Top of The input

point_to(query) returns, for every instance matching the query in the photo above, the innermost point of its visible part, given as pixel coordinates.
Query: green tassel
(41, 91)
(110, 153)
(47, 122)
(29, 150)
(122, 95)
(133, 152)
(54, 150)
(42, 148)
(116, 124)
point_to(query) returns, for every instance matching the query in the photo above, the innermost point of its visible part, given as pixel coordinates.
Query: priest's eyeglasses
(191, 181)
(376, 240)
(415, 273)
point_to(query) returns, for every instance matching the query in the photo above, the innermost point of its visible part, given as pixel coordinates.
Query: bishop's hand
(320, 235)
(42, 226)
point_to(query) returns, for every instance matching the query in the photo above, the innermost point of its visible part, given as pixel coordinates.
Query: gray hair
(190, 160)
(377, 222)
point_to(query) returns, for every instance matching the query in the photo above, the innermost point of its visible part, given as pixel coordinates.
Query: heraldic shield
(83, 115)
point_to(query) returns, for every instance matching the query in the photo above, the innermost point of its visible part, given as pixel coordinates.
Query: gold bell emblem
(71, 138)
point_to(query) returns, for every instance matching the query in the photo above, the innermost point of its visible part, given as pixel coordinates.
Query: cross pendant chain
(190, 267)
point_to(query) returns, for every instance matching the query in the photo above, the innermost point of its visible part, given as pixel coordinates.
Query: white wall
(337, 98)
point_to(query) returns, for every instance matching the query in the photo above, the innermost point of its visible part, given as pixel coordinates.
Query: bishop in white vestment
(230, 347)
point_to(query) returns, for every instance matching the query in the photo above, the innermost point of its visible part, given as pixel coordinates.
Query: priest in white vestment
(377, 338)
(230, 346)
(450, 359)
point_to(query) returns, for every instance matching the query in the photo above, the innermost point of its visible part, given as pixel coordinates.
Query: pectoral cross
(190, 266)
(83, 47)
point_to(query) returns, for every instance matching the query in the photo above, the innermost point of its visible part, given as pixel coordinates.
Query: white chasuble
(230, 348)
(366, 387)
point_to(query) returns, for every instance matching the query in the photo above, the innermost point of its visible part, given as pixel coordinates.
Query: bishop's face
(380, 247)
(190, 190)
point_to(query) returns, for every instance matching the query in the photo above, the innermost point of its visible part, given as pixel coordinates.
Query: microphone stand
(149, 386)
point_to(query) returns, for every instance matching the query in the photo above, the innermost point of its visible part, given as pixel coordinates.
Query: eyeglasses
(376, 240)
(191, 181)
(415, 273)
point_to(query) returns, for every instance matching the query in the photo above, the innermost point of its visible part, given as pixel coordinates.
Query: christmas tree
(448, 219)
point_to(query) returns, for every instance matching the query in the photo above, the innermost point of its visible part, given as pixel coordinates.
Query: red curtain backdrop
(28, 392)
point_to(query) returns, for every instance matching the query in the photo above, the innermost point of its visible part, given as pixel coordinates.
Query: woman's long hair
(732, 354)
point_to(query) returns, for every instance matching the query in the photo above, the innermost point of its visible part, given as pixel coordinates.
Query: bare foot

Bottom of The input

Without omitting anything, set down all the entries above again.

## Exercise solution
point_to(query) returns, for every instance matching the query in the photo above, the innermost point of its visible part, given as pixel coordinates.
Query: green tassel
(41, 91)
(110, 153)
(47, 122)
(29, 150)
(122, 95)
(133, 152)
(54, 150)
(42, 148)
(116, 124)
point_to(query) returns, for every instance matching the query in the photo above, the innermost point of its visible part, given as pixel coordinates.
Query: priest's eyeglasses
(191, 181)
(376, 240)
(415, 273)
point_to(query) returns, for every instance matching the query in the photo above, the innermost point of its visible part, given as pixel coordinates.
Query: bishop's hand
(320, 235)
(42, 226)
point_to(query) returns, for every instance matching the query in the photo above, the innermost point of its visible part, given as pixel coordinates.
Query: gray hair
(190, 160)
(377, 222)
point_to(query) returns, for every instance matching the query in the photo above, the innermost point of its visible part, given as pixel coordinates.
Query: heraldic shield
(83, 115)
point_to(query) returns, for every instance matching the query in the photo above, the innermost point of its visible part, given as pixel coordinates.
Query: gold bell emblem
(71, 138)
point_to(query) returns, for every instance matching the query in the photo above, the innermost point of its visible part, given as pixel coordinates.
Query: cross pendant chain
(190, 267)
point_to(query) returns, for every instance matching the query in the photo above, the innermost point of its visible part, given as pixel coordinates.
Query: white wall
(337, 98)
point_to(query) returns, for every instance matching the query in the photo above, the innermost point of its visible part, given as pixel coordinates.
Query: bishop in white vestment
(230, 347)
point_to(query) returns, for every instance matching the query in the photo above, the innermost point of its visible part, given as pixel coordinates.
Query: priest in white vestment
(377, 338)
(230, 346)
(450, 359)
point_to(query) returns, for every instance matching the query in the photo above, the innermost point of its visible part, given as pixel coordinates.
Query: pectoral cross
(190, 266)
(83, 47)
point_to(query) returns, for every instance matching the query in the photo above, the innermost point of its visible part, given as pixel coordinates.
Query: white chasuble
(230, 348)
(366, 387)
point_to(query) returns, for every instance matching the query in the photo above, the innermost point of its visible part, given as pixel coordinates.
Query: bishop's face
(380, 247)
(190, 190)
point_to(query) returns, for every instance matching the query in the photo above, the innermost point of its visible part, given as pixel coordinates.
Query: microphone stand
(149, 386)
point_to(query) returns, for every instance matching the query in the photo above, the innermost point of its visible part, given as pixel coordinates.
Query: eyeglasses
(376, 240)
(191, 181)
(415, 273)
point_to(query) returns, for every instance matching the query in the photo above, the innermost point of its visible part, given as pixel coordinates.
Query: christmas tree
(448, 219)
point_to(query) returns, for every instance matching the query in the photo above, the innermost point of its visible part, given as pixel coordinates.
Query: red curtain backdrop
(28, 392)
point_to(query) returns, for every instance matching the query in the photo above, the innermost point of its visible part, given as pixel coordinates.
Query: woman's long hair
(732, 354)
point_to(query) returns, for every instance matching the query in the photo above, the innermost point of its visible part, given as pixel coordinates.
Query: bare foot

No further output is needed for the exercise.